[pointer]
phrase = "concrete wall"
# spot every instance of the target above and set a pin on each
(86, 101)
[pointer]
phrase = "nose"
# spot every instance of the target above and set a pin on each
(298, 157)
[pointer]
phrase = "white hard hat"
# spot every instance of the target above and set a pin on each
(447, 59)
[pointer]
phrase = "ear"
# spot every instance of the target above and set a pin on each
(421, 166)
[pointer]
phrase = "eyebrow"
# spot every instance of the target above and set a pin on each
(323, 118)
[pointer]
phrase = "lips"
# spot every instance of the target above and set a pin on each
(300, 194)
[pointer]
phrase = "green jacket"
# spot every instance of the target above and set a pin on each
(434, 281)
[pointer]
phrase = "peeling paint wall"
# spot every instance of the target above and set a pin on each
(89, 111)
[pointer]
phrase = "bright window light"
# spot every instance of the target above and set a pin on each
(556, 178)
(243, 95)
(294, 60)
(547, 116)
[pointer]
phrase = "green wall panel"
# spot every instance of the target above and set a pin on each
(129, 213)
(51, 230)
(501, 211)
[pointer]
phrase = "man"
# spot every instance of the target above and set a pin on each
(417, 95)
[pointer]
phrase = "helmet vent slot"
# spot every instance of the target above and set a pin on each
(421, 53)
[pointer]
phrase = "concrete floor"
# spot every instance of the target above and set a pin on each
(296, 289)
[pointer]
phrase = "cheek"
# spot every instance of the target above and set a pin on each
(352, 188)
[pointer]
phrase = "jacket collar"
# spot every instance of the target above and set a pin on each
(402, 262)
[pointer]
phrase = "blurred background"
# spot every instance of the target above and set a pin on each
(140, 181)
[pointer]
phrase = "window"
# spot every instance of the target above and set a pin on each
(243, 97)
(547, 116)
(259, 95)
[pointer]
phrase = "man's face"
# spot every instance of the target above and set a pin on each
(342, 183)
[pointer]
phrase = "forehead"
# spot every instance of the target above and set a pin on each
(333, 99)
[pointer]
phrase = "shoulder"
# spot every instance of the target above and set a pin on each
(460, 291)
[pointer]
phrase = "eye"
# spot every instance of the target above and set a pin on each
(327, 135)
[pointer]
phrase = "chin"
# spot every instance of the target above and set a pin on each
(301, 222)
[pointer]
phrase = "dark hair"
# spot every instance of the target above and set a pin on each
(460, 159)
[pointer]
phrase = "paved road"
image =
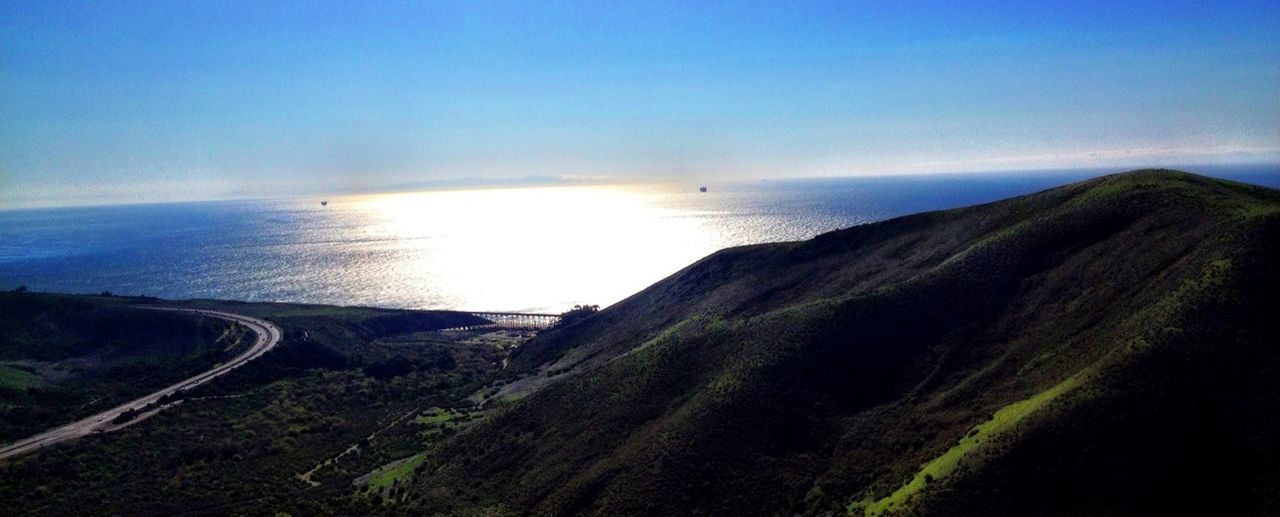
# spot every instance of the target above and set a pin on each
(268, 335)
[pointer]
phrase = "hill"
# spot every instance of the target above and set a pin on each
(67, 357)
(1104, 347)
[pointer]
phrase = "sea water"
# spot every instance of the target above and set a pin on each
(535, 250)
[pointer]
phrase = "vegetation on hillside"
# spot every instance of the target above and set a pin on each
(1100, 348)
(932, 364)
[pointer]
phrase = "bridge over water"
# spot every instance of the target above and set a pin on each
(512, 320)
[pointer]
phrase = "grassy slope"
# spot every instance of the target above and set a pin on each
(64, 357)
(851, 371)
(240, 443)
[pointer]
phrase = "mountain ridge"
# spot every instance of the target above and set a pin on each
(830, 375)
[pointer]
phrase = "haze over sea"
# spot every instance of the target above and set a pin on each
(448, 250)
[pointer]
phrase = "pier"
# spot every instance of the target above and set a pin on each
(512, 320)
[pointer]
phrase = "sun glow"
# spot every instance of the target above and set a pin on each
(510, 248)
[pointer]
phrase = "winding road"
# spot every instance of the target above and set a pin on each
(268, 337)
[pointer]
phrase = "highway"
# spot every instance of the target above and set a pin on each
(268, 337)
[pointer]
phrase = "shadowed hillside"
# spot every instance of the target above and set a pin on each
(67, 357)
(1104, 347)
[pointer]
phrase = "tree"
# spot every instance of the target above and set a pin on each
(577, 312)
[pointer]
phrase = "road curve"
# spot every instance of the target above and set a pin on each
(268, 337)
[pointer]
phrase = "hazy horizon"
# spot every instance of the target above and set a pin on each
(133, 103)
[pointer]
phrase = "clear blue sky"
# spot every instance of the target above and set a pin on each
(115, 101)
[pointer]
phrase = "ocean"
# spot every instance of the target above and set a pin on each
(530, 250)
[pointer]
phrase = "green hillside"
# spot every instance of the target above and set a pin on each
(1105, 347)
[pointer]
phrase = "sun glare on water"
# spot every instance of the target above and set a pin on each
(533, 248)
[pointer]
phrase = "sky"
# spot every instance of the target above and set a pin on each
(123, 101)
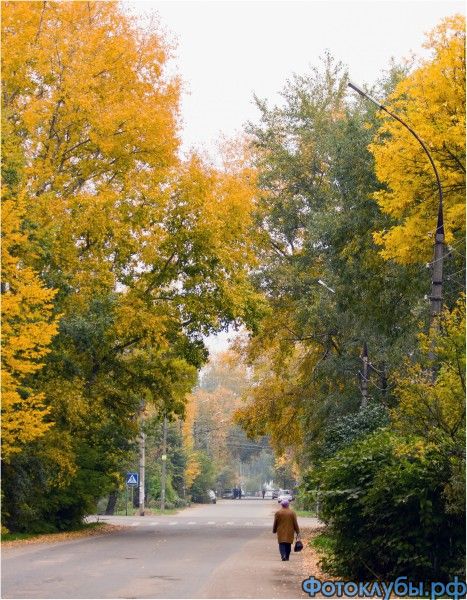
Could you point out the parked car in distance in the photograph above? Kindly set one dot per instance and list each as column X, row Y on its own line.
column 284, row 495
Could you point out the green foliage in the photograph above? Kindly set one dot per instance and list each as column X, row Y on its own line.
column 205, row 479
column 351, row 427
column 383, row 498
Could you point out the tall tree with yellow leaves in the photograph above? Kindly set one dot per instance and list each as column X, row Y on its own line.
column 432, row 100
column 28, row 326
column 147, row 252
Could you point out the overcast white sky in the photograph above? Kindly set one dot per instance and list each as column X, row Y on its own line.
column 228, row 50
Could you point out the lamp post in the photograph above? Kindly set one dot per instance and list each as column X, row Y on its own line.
column 436, row 297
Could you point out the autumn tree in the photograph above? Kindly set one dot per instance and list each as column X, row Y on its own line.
column 432, row 100
column 147, row 252
column 28, row 323
column 316, row 210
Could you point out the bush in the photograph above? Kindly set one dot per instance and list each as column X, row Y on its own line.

□ □ □ □ □

Could you set down the records above exactly, skipping any picture?

[pointer]
phrase = "concrete wall"
# spot every instance of the target above and set a pin on each
(86, 101)
[pointer]
phrase = "nose"
# spot every instance of the target above and set a pin on each
(298, 157)
[pointer]
phrase = "white hard hat"
# spot every instance of the target above and set a pin on each
(447, 59)
[pointer]
phrase = "ear"
# spot every instance of the target above and set a pin on each
(421, 166)
[pointer]
phrase = "eyebrow"
# spot every instance of the target above and set a pin on each
(323, 118)
[pointer]
phrase = "lips"
# spot every instance of the target above and set a pin on each
(300, 194)
[pointer]
phrase = "green jacket"
# spot every instance of the target above and set a pin on each
(434, 281)
[pointer]
phrase = "peeling paint wall"
# spot every instance of the target above and set a pin on each
(89, 111)
[pointer]
phrase = "bright window light"
# spot every instance of the target above and set a pin on each
(556, 178)
(243, 95)
(294, 60)
(547, 116)
[pointer]
phrase = "green wall panel"
# spot every instance of the target above and set a pin on each
(129, 213)
(51, 230)
(501, 211)
[pointer]
phrase = "man"
# spot every instance of the target above and set a pin on each
(417, 95)
[pointer]
phrase = "helmet vent slot"
# spot every instance of the target above and set a pin on each
(421, 53)
[pointer]
phrase = "concrete floor"
# spot every instance of the target above and set a pin on each
(296, 289)
[pointer]
phrase = "cheek"
# spot every instance of the target above and set a pin on each
(352, 188)
[pointer]
phrase = "jacket collar"
# spot every instance of the target above and set a pin on each
(402, 262)
[pointer]
phrase = "blurred background"
# spot every instance of the target above and set a pin on each
(140, 181)
[pointer]
phrase = "window"
# spot every instance of the target above and set a pin on each
(243, 97)
(547, 116)
(259, 95)
[pointer]
phrase = "man's face"
# spot every instance of the target above and set a pin on each
(342, 183)
[pointer]
phrase = "forehead"
# spot every instance of the target above and set a pin on each
(333, 99)
[pointer]
phrase = "shoulder"
# spot every instance of the target above and set a pin on each
(460, 291)
[pointer]
phrase = "eye"
# spot every instance of the target above and set a pin on each
(327, 135)
[pointer]
phrase = "chin"
# spot every instance of the target above and set a pin on each
(301, 222)
[pointer]
phrase = "dark hair"
# spot every instance of the target above and set a pin on each
(460, 159)
[pointer]
phrase = "paved road"
image =
# spot every instance of the target above and set a pin on each
(268, 335)
[pointer]
phrase = "hill"
# spot every instance of the target above and set a pin on each
(67, 357)
(1104, 347)
[pointer]
phrase = "sea water"
# spot every instance of the target above and set a pin on each
(535, 250)
[pointer]
phrase = "vegetation on hillside"
# spot every instance of the target above and set a pin on each
(1100, 348)
(932, 364)
[pointer]
phrase = "bridge over water"
# spot every instance of the target above and set a pin on each
(512, 320)
[pointer]
phrase = "grassy slope"
# spot every instance of the target above and set a pin on each
(64, 357)
(851, 371)
(240, 443)
[pointer]
phrase = "mountain ridge"
# spot every instance of the target above and set a pin on each
(830, 375)
[pointer]
phrase = "haze over sea"
# spot every instance of the target above and set a pin on each
(448, 250)
[pointer]
phrase = "pier"
# spot every instance of the target above and set a pin on each
(512, 320)
[pointer]
phrase = "sun glow"
# spot every instance of the target above and set a pin on each
(510, 248)
[pointer]
phrase = "winding road"
# spot every instance of the target above and set a pin on each
(268, 337)
[pointer]
phrase = "highway"
# spot every instance of the target above and set a pin on each
(268, 337)
[pointer]
phrase = "shadowed hillside"
# spot every instance of the target above and set a pin on each
(67, 357)
(1104, 347)
[pointer]
phrase = "tree"
# spot every instance of the target above and set a pin on each
(577, 312)
[pointer]
phrase = "road curve"
# spot every instance of the target above and set a pin on each
(268, 337)
[pointer]
phrase = "hazy horizon"
# spot every instance of the target above and set a pin on each
(133, 103)
[pointer]
phrase = "clear blue sky"
# spot every instance of the target above and set a pin on each
(115, 101)
[pointer]
phrase = "ocean"
# spot every instance of the target above and set a pin on each
(530, 250)
[pointer]
phrase = "green hillside"
# spot every instance of the target above and set a pin on each
(1105, 347)
[pointer]
phrase = "sun glare on water"
# spot every instance of the target above and set a pin on each
(533, 248)
[pointer]
phrase = "sky"
# spot every instance of the target above and set a pin on each
(123, 101)
Could you point out the parked car in distance in the photograph above? Kindly set one dot per instance and list each as column X, row Y on its own line.
column 284, row 495
Could you point out the green foliage in the photograph above? Kindly set one dot per instance and list each as column X, row Y on its own line.
column 205, row 479
column 351, row 427
column 383, row 498
Could you point out the tall tree with yellow leaves in the photograph above? Kindly set one dot per instance and list each as column X, row Y on its own line.
column 432, row 100
column 28, row 326
column 147, row 252
Could you point out the overcast white sky in the photograph above? Kindly set one dot per instance and list each as column X, row Y on its own line.
column 228, row 50
Could you point out the lamp post in the photograph above? Kindly set one dot per instance and list each as column X, row Y on its own line.
column 436, row 297
Could you point out the autumn tree in the photograph above? Kindly set one dot per instance and list each as column X, row Y on its own line.
column 432, row 100
column 147, row 252
column 28, row 323
column 316, row 210
Could you point out the bush in the photograph above? Kindly set one dot per instance and list each as column X, row Y on its own line.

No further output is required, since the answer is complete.